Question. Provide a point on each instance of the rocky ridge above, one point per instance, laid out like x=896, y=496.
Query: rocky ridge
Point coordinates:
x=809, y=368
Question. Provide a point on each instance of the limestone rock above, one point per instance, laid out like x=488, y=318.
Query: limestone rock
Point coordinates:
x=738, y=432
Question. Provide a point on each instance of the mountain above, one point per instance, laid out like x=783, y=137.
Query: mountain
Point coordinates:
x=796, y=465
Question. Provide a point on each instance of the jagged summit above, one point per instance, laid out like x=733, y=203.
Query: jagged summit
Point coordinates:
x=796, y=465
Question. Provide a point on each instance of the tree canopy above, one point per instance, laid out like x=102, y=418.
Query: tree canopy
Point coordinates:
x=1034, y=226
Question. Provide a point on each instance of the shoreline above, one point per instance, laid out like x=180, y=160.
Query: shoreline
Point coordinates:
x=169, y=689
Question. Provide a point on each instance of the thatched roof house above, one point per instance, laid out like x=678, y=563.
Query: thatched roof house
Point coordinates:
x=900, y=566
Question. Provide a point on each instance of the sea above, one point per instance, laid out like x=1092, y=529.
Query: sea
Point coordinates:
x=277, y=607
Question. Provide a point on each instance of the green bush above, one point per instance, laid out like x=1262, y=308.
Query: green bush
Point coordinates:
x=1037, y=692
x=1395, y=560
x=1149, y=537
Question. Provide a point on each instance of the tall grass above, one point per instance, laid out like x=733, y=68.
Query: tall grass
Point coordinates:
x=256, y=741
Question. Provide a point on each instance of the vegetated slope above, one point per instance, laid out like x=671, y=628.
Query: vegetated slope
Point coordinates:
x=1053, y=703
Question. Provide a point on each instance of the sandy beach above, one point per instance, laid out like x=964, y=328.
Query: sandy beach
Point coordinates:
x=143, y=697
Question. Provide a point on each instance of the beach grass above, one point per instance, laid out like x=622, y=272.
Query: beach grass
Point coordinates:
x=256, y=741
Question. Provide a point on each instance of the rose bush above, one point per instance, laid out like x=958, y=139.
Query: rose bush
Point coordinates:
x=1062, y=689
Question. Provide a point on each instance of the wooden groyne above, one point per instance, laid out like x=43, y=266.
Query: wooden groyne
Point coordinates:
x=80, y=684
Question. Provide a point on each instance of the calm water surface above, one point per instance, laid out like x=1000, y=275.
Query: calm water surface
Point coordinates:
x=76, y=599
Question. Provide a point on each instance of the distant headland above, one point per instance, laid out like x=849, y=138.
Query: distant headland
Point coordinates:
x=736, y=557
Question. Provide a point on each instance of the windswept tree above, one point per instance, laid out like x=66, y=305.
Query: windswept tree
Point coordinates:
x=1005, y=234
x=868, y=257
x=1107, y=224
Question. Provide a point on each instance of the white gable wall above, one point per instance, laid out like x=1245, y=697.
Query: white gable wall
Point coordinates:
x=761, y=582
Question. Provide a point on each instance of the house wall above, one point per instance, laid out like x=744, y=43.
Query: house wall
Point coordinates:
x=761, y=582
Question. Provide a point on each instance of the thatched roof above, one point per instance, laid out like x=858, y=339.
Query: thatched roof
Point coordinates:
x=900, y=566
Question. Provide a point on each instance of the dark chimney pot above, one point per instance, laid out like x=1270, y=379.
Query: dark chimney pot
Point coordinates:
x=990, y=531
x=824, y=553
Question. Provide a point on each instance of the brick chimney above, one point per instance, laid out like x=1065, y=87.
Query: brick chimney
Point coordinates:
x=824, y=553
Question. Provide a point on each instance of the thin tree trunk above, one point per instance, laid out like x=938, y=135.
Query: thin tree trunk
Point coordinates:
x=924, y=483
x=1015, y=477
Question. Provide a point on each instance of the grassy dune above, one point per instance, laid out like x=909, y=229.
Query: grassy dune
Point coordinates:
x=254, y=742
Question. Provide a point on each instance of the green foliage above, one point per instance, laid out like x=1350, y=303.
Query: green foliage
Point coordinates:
┄┄┄┄┄┄┄┄┄┄┄┄┄┄┄┄┄┄┄┄
Could you reproduce every record exactly as written?

Question. Provide a point on each instance of the rocky ridge above, one point per instance, laid out like x=896, y=496.
Query: rocky ridge
Point coordinates:
x=809, y=368
Question. Provide a point on each instance of the limestone rock above, one point per instance, laid out like x=488, y=318.
Query: limestone rock
Point coordinates:
x=738, y=432
Question. Provide a point on each instance of the mountain above, one point per instance, laid out like x=783, y=137.
Query: mountain
Point coordinates:
x=796, y=465
Question. Provide a point on each instance of the jagged summit above, one point per instance, laid out like x=733, y=203.
Query: jagged summit
Point coordinates:
x=796, y=465
Question. Provide a point on each instance of the tree canopy above, one point per instance, laid out like x=102, y=418.
Query: tree canopy
Point coordinates:
x=1034, y=226
Question. Provide a point on each instance of the shoreline above, one point per instance, laid out like x=180, y=160.
Query: shoreline
Point coordinates:
x=169, y=689
Question. Provide a point on each instance of the thatched roof house above, one point per instance, laid out like x=678, y=563.
Query: thatched roof house
Point coordinates:
x=900, y=566
Question. Provide a point on each instance of the sea above, one point per instance, laid out like x=1092, y=529.
Query: sea
Point coordinates:
x=277, y=607
Question. Provide a point on each instance of the green bush above, one point per instance, laid out like x=1262, y=308.
Query: green bush
Point coordinates:
x=1037, y=692
x=1395, y=560
x=1149, y=537
Question. Provide a point on each instance of the tall grass above, one point per instance, laid out like x=733, y=68.
Query: tall grass
Point coordinates:
x=256, y=741
Question. Provide a point on each instance of the vegetated slope above, one point per instance, laid out like x=671, y=628.
Query: vegetated slope
Point coordinates:
x=1053, y=703
Question. Provide a point on each instance of the sandy beach above, one point per instance, laid out like x=964, y=328.
Query: sandy beach
Point coordinates:
x=143, y=697
Question. Provide a point on each instance of the beach grass above, one point per instance, laid out like x=622, y=272.
Query: beach grass
Point coordinates:
x=256, y=741
Question. Provide a point on each instance of the rose bush above, one point per instance, laid out like x=958, y=139.
Query: rose bush
Point coordinates:
x=1062, y=689
Question. Provide a point on each instance of the wooden groyne above, one point per instance, laid out like x=43, y=266.
Query: wooden groyne
Point coordinates:
x=80, y=684
Question. Provide a point on each instance of the calm water surface above, one point per instance, laid out like x=1000, y=275.
Query: calm water surface
Point coordinates:
x=76, y=599
Question. Provide a point on each instance of the distant headland above, one point per instance, laid out like x=849, y=138.
Query: distant headland
Point coordinates:
x=736, y=557
Question. Provide a point on each instance of the windswept tree above, one point per instance, laid out like x=66, y=305.
Query: windswept tree
Point coordinates:
x=1005, y=234
x=868, y=257
x=1107, y=224
Question. Provide a point on each instance of the white gable wall above, one point per instance, laid out like x=1245, y=697.
Query: white gable wall
Point coordinates:
x=761, y=582
Question. Provide a point on each instance of the house wall above, one point per instance, laid out like x=744, y=43.
Query: house wall
Point coordinates:
x=761, y=582
Question. Provide a point on each instance of the thatched roof above, one point per instance, laid out like x=858, y=339.
Query: thatched roof
Point coordinates:
x=900, y=566
Question. Provide a point on each instance of the dark chimney pot above, one point per instance, laid out like x=1270, y=379.
Query: dark chimney pot
Point coordinates:
x=990, y=531
x=824, y=553
Question. Provide a point on each instance of the brick chimney above, one point per instance, laid out like x=1065, y=87.
Query: brick chimney
Point coordinates:
x=824, y=553
Question. Provide a point on each instance of the thin tree trunk above, one point per instance, laid out like x=938, y=135.
Query: thin tree trunk
Point coordinates:
x=924, y=483
x=1015, y=477
Question. Provide a point on each instance of the grassy dune above, one point per instance, laid out like x=909, y=229.
Query: grassy dune
Point coordinates:
x=254, y=742
Question. Provide a point on each instance of the green foliage above, one point per instance, laid out like x=1350, y=303.
Query: green foliage
Point coordinates:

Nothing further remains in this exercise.